**Source passage:**
The production of artistic work in bronze and iron received a new lease of life with the introduction of Buddhism into Japan.
Numerous bronze statues of deities were made, and bells and lanterns cast for the Buddhist temples which were built all over
the country from the sixth century on. Skilled craftsmen produced various bronze utensils for the temples: incense burners,
vases, all sorts of ceremonial vessels and reliquaries in which sacred scrolls were kept. The temples and palaces were adorned
with gilding, chasing, openwork carving and inlay of precious metals.
Cold steel of various kinds was made in large quantities from the twelfth century, when feudal clans embarked upon internecine
wars for supremacy in the country. Among the craftsmen of this time the blacksmiths and armourers occupied the place of
honour and they perfected the technique of forging and tempering swords. Special ceremonies accompanied the manufacture of
small arms. The secrets of their production were strictly guarded in the families of the famous armourers and were handed down
from father to son. The long, slightly curved Japanese sword katana (a two-handed weapon) was evolved in the tenth -
eleventh century and continued without change right into the nineteenth. Separate parts of the katana and the short sword
wakizashi, worn at the girdle, were already being richly adorned in the thirteenth and fourteenth centuries. The most decorated
detail of the sword was the tsuba (the metal guard). Usually it was in the form of a circle or oval plaque with narrow apertures in
the centre, but there were also tsuba of more complicated configurations, such as notched or scalloped edges. The wooden hilt
of the sword, covered with leather and artfully plaited silk cord, was embraced at one extremity by an oval metal ring, and at the
other was crowned with a cap or pommel. Each of these small details of the hilt was also decorated. Relief metal ornamentation
was affixed on each side of the hilt.
The wooden scabbard of the short wakizashi was coated with valuable lacquer and had special narrow compartments for a
knife and a long needle, necessary objects for a military man during a campaign. The handles of these weapons were decorated
in the same style as the hilt of the sword. Later, the scabbard of the katana was also equipped with these fittings.
In the fourteenth and fifteenth centuries the armourers at the courts of renowned feudal rulers, the shoguns and the daimtjos,
manufactured swords with heavy forged iron tsuba, which they adorned with open-work carving, punching and flat, coloured
metal inlays in the form of silhouettes of birds, leaves and animals. Relief inlay was rarely encountered during that period.
In Kyoto and other cities workshops began to spring up in the fifteenth and sixteenth centuries where highly skilled artists
worked, who decorated the Isuba and other parts of the sword with extensive thematic compositions and landscapes.
Nowhere in the whole world was cold steel adorned with such refinement, such a profusion of techniques and inexhaustible
imagination. The most eminent masters working in various parts of the country set up schools of their own, each one of which
was distinguished for its own artistic methods. Specially prominent towards the end of the fifteenth century was the school of
Kaneya Nidai, the leader of which was well known for reproducing on iron tsuba the mono-chome paintings of the celebrated
artist Sesshu (1420 - 1506) in engraving and low relief.

(Labeled area outline entries)
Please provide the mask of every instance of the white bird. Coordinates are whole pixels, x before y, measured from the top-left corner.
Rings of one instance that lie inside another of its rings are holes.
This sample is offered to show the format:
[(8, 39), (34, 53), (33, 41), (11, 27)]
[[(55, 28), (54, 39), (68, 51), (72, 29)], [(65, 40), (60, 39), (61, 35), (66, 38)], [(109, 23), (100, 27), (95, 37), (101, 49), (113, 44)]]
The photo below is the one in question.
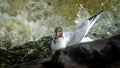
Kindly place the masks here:
[(97, 19), (101, 16), (102, 12), (103, 11), (84, 21), (77, 29), (70, 32), (63, 32), (62, 37), (58, 38), (57, 43), (52, 41), (51, 49), (55, 52), (56, 50), (66, 48), (68, 46), (73, 46), (81, 42), (93, 41), (89, 37), (86, 38), (85, 36), (90, 28), (95, 24)]

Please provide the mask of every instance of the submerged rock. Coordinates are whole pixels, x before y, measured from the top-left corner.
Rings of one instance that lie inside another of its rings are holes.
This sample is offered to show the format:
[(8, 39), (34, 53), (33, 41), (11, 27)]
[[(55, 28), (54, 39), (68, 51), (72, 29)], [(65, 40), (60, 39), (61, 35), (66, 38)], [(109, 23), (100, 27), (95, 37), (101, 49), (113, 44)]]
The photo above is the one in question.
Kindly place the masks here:
[[(0, 49), (0, 67), (9, 67), (14, 64), (50, 56), (52, 54), (50, 48), (51, 40), (50, 36), (46, 36), (38, 41), (27, 42), (13, 48)], [(9, 44), (6, 44), (6, 46), (9, 46)]]

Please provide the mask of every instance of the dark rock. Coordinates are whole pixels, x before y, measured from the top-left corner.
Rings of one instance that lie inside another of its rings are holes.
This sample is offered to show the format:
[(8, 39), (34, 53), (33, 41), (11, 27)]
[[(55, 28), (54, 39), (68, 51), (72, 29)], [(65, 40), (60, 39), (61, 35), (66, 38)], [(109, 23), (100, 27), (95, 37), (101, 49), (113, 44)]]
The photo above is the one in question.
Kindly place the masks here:
[[(109, 39), (76, 44), (55, 52), (51, 58), (14, 68), (120, 68), (120, 35)], [(22, 67), (21, 67), (22, 66)]]

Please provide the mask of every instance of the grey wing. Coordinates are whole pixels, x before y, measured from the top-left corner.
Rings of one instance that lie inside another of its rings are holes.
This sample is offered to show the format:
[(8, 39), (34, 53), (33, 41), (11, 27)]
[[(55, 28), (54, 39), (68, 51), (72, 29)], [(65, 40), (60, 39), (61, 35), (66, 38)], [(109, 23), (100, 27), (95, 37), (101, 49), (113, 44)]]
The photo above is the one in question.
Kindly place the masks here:
[(69, 42), (67, 43), (67, 46), (72, 46), (74, 44), (79, 43), (88, 33), (88, 31), (97, 21), (97, 19), (101, 16), (102, 12), (103, 11), (95, 14), (94, 16), (84, 21), (76, 30), (66, 32), (66, 34), (69, 35), (70, 38)]

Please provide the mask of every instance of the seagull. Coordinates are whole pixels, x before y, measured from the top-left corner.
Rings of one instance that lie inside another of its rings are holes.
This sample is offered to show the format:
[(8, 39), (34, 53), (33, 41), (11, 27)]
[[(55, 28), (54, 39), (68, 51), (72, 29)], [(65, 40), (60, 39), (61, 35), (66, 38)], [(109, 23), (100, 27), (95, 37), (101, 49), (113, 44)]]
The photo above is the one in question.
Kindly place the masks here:
[[(88, 18), (84, 21), (77, 29), (63, 32), (62, 37), (58, 38), (58, 42), (51, 43), (51, 49), (55, 52), (56, 50), (63, 49), (69, 46), (74, 46), (75, 44), (86, 42), (86, 41), (93, 41), (89, 37), (85, 37), (89, 32), (90, 28), (95, 24), (98, 18), (103, 14), (103, 11), (93, 15), (92, 17)], [(53, 36), (53, 38), (55, 35)]]

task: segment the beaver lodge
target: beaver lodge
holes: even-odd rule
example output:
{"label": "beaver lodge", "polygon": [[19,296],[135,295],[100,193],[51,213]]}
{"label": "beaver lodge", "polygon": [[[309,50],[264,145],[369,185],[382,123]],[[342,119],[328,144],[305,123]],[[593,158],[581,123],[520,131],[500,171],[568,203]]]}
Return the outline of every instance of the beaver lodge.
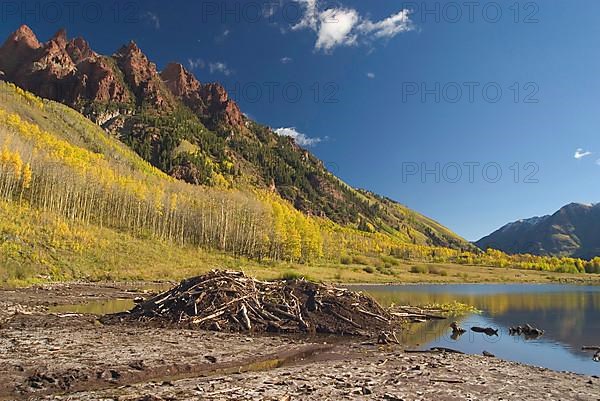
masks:
{"label": "beaver lodge", "polygon": [[141,322],[204,330],[368,335],[399,319],[362,293],[304,279],[265,282],[214,270],[103,323]]}

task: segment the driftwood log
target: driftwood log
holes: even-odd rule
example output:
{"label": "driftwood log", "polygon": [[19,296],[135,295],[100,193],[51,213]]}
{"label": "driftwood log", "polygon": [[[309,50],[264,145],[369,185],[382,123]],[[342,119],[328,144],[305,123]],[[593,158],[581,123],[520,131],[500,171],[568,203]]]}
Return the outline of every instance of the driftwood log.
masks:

**Things to do:**
1/ From the passage on Japanese metalwork, transcribe the portion that begins at the words "The production of" and stops after the words "of precious metals.".
2/ Pick up the passage on Japanese metalwork after its last sentence and carry it forward.

**The answers:**
1/
The production of artistic work in bronze and iron received a new lease of life with the introduction of Buddhism into Japan.
Numerous bronze statues of deities were made, and bells and lanterns cast for the Buddhist temples which were built all over
the country from the sixth century on. Skilled craftsmen produced various bronze utensils for the temples: incense burners,
vases, all sorts of ceremonial vessels and reliquaries in which sacred scrolls were kept. The temples and palaces were adorned
with gilding, chasing, openwork carving and inlay of precious metals.

2/
Nobuya (1486 - 1564), a master whose tsubas were no less famous, was the first to mark his work with his signature. The
foundation of the school of far-famed master Goto Yuzo (1480 - 1530) dates back to the early sixteenth century. He was the
first to use the technique of nunome-zogan ("linen-mesh" inlay of narrow strips of non-ferrous metals) which helped to evolve a
new style of decoration named iyebory (family engraving). The style was adhered to by all the masters of the sixteen
succeeding generations of the Goto school, right to the end of the nineteenth century. The search for new means of artistic
expression in the presentation of complicated compositions on the comparatively small surface of tsuba and also the ring and the
headpiece of the hilt forced the craftsmen to study the qualities of various metals and alloys with their variety of colour and
shades.
Gold supplied yellow shades, copper red, silver and steel white, and bronze a range of colours from light brown to various
shades, tinged with gold. Iron oxide supplied a warm brown shade. Various alloys cleverly combined in a single composition
created distinctive artistic effects. The shakudo, an alloy of copper, lead, tin and gold is distinguished for its deep black which
shades into violet in bright light. No less popular was the shibuichi, an alloy of copper and silver which developed an attractive
light-grey patina. Bluish tinges were obtained from an alloy of gold and silver, while a light yellow hue resembling that of brass
was achieved by an alloy composed of copper, zinc, tin and lead. The components of some alloys remain unknown as their
formulas were carefully guarded secrets.
The wealth of colour and shades enabled the artist to create whole pictures in metal, using the technique of inlay and hammering.
A special branch of artistic metal-ware is connected with the tea ceremony which became popular in the fifteenth — sixteenth
century. Massive cast pots and kettles of bronze and iron began to be manufactured, and whole families were engaged in their
production. But these artists never enjoyed such great respect as the armourers.